• _GIVEN RECORDS_:

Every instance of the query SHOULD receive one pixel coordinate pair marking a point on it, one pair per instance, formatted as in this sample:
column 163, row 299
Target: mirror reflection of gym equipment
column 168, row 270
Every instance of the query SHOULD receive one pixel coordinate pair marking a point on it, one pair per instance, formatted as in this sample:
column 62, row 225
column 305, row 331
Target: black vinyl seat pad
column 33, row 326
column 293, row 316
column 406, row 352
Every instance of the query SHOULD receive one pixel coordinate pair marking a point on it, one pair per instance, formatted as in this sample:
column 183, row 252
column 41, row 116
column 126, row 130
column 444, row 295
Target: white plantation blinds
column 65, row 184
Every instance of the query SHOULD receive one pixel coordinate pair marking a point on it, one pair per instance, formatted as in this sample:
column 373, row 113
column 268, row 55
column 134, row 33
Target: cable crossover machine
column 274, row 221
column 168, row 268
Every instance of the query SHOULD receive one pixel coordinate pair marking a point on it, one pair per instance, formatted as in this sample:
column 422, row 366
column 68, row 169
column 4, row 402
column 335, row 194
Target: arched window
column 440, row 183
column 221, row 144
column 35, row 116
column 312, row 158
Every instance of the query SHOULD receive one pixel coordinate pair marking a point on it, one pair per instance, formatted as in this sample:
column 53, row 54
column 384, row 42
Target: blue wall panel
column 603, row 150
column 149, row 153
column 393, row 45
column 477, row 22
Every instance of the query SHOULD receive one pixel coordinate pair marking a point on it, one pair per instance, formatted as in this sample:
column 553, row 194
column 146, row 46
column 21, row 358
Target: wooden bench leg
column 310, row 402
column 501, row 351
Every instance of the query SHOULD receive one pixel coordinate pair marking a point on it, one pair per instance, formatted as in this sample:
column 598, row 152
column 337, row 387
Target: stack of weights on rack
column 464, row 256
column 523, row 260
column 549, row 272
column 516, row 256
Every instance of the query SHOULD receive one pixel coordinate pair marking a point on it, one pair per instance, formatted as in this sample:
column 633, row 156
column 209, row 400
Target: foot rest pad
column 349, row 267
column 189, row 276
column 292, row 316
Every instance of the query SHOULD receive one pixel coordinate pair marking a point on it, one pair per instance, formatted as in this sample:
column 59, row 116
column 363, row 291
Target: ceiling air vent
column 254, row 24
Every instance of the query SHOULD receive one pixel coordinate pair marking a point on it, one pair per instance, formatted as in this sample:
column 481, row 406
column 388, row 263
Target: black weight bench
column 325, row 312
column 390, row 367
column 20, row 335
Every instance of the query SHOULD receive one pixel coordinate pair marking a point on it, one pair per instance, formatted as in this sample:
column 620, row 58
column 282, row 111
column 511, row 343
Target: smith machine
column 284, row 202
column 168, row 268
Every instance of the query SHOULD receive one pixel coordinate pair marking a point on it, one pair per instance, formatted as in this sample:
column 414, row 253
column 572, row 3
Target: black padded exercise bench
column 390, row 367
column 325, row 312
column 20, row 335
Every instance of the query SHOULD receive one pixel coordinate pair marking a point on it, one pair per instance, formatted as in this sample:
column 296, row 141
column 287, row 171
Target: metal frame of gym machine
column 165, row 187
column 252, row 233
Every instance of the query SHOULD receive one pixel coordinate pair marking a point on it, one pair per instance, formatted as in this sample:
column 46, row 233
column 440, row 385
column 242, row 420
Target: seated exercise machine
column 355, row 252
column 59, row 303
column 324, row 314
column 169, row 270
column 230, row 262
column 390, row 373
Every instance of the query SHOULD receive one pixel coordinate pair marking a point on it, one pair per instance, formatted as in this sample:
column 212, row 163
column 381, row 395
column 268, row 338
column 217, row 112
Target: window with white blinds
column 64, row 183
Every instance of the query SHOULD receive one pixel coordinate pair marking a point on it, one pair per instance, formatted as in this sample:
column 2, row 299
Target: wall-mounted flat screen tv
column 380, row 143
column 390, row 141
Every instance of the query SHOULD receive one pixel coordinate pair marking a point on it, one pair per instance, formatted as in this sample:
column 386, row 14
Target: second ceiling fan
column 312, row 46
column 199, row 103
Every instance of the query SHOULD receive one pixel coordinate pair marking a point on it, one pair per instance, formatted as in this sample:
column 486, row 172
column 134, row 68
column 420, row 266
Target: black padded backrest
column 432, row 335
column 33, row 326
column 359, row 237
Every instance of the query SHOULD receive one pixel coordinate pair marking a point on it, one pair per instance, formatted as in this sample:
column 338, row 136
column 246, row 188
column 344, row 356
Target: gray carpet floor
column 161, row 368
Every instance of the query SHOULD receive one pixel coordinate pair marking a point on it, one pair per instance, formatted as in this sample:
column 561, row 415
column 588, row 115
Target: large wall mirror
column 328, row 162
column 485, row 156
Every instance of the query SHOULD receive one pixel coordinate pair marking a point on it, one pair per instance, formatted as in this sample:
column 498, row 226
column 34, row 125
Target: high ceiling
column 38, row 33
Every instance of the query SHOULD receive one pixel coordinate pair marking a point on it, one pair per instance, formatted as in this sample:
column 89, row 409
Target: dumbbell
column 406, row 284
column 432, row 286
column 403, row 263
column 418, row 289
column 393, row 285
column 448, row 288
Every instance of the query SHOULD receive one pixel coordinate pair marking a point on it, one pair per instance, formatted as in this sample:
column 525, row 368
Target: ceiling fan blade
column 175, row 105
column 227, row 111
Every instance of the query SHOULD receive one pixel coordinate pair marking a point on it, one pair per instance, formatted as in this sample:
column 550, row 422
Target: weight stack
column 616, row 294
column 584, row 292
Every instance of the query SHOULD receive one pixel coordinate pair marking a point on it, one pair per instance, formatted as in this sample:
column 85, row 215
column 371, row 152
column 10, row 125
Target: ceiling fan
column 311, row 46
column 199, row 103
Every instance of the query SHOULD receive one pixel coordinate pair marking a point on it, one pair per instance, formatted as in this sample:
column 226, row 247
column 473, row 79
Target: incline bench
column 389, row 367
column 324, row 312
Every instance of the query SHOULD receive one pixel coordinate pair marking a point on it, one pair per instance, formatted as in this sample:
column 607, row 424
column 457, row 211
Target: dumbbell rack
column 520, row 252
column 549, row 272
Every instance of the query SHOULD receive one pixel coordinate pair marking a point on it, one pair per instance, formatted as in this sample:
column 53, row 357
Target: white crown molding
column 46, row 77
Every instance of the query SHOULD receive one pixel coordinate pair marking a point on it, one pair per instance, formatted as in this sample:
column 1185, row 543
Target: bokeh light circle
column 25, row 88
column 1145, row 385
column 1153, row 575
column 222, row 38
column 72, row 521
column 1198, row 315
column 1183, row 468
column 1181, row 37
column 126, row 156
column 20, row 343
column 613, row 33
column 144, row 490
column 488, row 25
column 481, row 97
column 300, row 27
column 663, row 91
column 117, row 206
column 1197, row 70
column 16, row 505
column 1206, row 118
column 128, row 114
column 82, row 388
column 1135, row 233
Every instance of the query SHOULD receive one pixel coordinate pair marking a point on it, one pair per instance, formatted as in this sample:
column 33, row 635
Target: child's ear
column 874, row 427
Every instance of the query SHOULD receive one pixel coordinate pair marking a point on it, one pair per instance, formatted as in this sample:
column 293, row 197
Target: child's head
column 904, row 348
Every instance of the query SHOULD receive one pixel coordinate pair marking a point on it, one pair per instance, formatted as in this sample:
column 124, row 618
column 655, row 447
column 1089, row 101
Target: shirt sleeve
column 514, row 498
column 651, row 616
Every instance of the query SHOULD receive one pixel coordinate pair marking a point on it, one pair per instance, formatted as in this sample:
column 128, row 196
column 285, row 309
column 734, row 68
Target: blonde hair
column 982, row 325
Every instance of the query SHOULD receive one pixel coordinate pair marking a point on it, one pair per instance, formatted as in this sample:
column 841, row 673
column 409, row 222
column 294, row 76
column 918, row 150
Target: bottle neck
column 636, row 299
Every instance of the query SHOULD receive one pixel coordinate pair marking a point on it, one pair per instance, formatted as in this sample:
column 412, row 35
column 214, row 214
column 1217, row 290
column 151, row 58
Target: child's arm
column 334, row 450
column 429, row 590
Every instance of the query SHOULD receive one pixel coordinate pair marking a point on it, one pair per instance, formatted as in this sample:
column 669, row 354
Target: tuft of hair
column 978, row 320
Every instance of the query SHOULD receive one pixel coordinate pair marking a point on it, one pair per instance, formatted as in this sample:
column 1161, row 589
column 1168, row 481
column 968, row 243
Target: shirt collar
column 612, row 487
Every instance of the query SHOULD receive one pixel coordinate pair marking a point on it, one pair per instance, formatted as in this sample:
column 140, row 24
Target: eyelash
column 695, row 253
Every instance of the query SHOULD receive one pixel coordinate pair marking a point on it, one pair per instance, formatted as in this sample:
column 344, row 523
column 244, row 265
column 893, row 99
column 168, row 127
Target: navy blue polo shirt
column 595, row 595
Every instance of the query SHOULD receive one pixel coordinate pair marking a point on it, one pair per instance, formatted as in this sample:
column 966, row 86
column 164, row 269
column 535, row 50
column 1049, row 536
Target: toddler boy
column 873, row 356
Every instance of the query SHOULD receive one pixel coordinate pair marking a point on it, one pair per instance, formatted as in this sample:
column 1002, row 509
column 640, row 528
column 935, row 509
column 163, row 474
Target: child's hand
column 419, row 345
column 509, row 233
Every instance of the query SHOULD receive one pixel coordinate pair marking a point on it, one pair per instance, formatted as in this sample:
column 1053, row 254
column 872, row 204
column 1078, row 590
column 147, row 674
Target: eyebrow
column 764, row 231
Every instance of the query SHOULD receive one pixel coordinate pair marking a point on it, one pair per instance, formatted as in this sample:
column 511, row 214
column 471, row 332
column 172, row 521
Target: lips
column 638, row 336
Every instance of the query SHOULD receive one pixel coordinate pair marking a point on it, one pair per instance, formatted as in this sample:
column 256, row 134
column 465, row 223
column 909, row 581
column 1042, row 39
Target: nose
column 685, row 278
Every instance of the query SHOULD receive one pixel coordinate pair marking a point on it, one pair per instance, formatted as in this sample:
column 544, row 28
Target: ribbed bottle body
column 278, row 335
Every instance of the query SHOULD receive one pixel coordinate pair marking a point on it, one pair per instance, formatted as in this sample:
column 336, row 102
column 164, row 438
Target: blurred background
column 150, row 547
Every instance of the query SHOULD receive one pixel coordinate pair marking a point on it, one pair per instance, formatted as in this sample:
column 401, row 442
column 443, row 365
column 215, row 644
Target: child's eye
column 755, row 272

• _AIM_:
Put the lines from the first line to the line containing "column 65, row 184", both included, into a Markdown table with the columns Row and Line. Number each row and leave out blank lines.

• _TASK RESPONSE_:
| Row | Line |
|---|---|
| 1 | Every instance of the query SHOULD receive one pixel coordinate pair marking a point on it, one pair per instance, formatted as in this sample: |
| 2 | column 163, row 299 |
| 3 | Target: mirror reflection of gym equipment |
| 4 | column 168, row 270 |
| 5 | Every instance of the query SHOULD receive one pixel coordinate pair marking a point on it, one pair per instance, formatted as in this sample: |
| 6 | column 62, row 225 |
| 7 | column 305, row 331 |
| 8 | Target: black vinyl seat pad |
| 9 | column 33, row 326 |
| 10 | column 293, row 316 |
| 11 | column 406, row 352 |
| 12 | Every instance of the query SHOULD receive one pixel coordinate pair marking a point on it, one pair per instance, formatted as in this sample: |
| 13 | column 183, row 252 |
| 14 | column 41, row 116 |
| 15 | column 126, row 130 |
| 16 | column 444, row 295 |
| 17 | Target: white plantation blinds |
| 18 | column 65, row 184 |